While we know many of you like reading about the top Elites, we all know the masters racer represents a big percentage of the cyclocross community. Colorado’s Lee Waldman aims to bring more exposure to the masters racer and content for our masters readers through a regular column this season. His installment #1 is below.
by Lee Waldman
I turned 59 this year and after having decent results in Colorado, and inconsistent results at the last four Nationals, I decided to dedicate this season to one thing and one thing only. I want to podium at Nationals. I know what you’re thinking, everyone and their brother wants to podium at Nationals. You’re probably right.
But I have some bigger reasons that are important at least to me. If nothing else they keep me training, moving ever closer to that goal.
One is my son. I’ll talk about him more later. He’s 28 years old, a twin, and profoundly retarded. His twin sister is a perfectly happy, normal married 28-year-old woman. I race for Gabriel because he can’t. He’s in my mind at the start of many training sessions and in the hard part of the races because I know if he could, he’d be racing with me. It will never happen so I race for him.
I race for my father as well. He’s one of The Greatest Generation and my hero. He will turn 85 this year and I’d love to give him a photograph of me on the podium as a birthday gift. My dad, like most of his generation, gave up his youth in the service of Democracy. He landed on Omaha Beach four days after D-Day and walked through Europe fighting in every major battle in the European campaign, including the Battle of the Bulge. He used to be an awesome athlete. I never could beat him in racquetball. Before his arthritis and gout got too bad for him to ride, he was one of my training partners. So, I ride for him.

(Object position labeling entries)

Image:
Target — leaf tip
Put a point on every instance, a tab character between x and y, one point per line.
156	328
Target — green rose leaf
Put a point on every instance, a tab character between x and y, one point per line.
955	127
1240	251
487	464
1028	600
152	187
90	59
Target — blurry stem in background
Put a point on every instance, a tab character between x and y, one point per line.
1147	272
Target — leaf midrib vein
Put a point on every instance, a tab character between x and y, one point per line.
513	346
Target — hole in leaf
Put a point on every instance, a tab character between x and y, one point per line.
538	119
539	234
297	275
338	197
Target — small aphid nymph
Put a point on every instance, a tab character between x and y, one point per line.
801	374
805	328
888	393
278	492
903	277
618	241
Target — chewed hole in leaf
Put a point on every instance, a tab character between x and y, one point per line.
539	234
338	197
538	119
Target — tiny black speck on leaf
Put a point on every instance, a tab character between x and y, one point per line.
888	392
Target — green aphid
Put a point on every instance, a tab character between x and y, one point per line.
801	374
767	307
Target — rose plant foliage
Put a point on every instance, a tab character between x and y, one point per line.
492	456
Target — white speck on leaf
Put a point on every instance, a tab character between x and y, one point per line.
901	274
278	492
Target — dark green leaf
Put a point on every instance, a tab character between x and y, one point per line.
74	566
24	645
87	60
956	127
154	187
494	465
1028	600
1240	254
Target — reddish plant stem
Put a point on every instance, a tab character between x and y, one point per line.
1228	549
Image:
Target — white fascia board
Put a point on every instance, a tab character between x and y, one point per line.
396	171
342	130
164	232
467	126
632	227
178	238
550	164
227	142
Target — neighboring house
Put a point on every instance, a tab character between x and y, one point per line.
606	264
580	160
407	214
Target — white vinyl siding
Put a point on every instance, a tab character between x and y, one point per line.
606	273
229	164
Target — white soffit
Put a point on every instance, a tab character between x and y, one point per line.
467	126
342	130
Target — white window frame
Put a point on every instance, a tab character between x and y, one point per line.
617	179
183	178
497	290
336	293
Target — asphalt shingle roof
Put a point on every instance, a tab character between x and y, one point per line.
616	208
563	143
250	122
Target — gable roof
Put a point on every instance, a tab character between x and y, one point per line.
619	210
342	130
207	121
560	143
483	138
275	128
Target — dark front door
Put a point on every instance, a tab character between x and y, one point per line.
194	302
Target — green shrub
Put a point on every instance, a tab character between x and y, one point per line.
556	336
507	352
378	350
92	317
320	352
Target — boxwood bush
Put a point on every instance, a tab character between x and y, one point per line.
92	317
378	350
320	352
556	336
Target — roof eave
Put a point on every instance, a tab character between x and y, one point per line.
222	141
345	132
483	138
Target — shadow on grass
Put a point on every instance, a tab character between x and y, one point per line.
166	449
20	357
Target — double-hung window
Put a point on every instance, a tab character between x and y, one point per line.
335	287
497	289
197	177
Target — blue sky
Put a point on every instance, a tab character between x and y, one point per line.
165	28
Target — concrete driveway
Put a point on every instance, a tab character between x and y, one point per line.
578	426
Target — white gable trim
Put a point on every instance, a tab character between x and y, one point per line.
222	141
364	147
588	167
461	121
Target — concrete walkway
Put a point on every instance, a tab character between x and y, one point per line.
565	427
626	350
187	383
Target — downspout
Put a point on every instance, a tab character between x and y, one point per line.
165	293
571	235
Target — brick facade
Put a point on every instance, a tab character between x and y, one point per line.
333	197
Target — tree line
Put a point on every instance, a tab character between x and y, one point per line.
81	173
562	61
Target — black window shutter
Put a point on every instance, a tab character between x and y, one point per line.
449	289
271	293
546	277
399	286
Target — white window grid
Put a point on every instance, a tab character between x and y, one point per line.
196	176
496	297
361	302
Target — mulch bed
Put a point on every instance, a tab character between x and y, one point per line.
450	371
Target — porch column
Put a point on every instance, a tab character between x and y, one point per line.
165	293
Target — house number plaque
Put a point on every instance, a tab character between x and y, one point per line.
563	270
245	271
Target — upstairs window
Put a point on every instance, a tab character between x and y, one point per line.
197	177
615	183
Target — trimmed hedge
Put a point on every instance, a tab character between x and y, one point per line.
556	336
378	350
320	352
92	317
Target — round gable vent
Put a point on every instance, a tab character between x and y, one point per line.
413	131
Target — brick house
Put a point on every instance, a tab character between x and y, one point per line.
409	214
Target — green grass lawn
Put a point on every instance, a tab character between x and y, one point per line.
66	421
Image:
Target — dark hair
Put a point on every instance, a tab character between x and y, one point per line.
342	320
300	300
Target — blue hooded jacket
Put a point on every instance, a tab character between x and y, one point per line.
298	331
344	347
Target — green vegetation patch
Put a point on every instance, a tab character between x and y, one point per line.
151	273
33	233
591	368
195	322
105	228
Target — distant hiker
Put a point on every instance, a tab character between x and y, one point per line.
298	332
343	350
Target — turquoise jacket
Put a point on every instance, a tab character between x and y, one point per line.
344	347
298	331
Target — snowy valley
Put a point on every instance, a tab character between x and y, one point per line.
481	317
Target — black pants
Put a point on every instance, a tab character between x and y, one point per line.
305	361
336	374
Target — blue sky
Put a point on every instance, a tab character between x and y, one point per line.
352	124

EXERCISE 1 – List every member of Lee Waldman's family mentioned in the masters cyclocross column.
EXERCISE 2 – Extend the masters cyclocross column past its final sentence.

TASK OUTPUT 1 –
- His son, Gabriel
- Gabriel's twin sister
- His father

TASK OUTPUT 2 –
But, I race for myself as well. I race to overcome my early fears and challenges with the sport. We all know cyclocross is a tough sport to learn. I still feel the pain of the missed remounts, the scraped shins from riding into the barriers, the broken elbow, collar bone and ribs. I still remember the terror I felt looking into the “toilet bowl” of frozen ruts at my first Nationals years ago in Plymouth, MA. I never finished that race but my handlebars left their mark on my chest as an icy section threw me cruelly over them ending my race. It also took me years to get over the fear of those frozen ruts. It all came rushing back to me two years ago in Kansas City when the temperature dropped and the course turned solid. And so I race to erase those early years of fear, failure and frustration; to prove to myself that any challenge can be faced and overcome with enough perseverance, patience and pride.
Over the course of the past 29 years I dabbled in lots of different bike racing disciplines. I was a horrible track rider – I loved training on the fixed gear, but the racing part just wasn’t for me. Mountain bike racing has always been fun and I truly do love short track racing. So I’ve kept that up. It gets me out of the city and away from civilization. I love the solitude and the challenge that it offers. The racing is great but I’ve always loved to train and that’s what makes me smile every time I throw my leg over any sort of bike. I can’t ever remember a mountain bike ride when I wasn’t smiling.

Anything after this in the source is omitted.